• **ACTIVITY**
For each line below that holds "pixel", return the line as it stands.

* * * *

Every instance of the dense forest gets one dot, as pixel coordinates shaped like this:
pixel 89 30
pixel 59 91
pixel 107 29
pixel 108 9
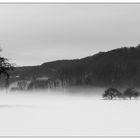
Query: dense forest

* * * *

• **SOLUTION FOR THIS EXERCISE**
Every instance of the dense forest gets one dot, as pixel coordinates shaped like this:
pixel 89 30
pixel 59 91
pixel 107 29
pixel 108 9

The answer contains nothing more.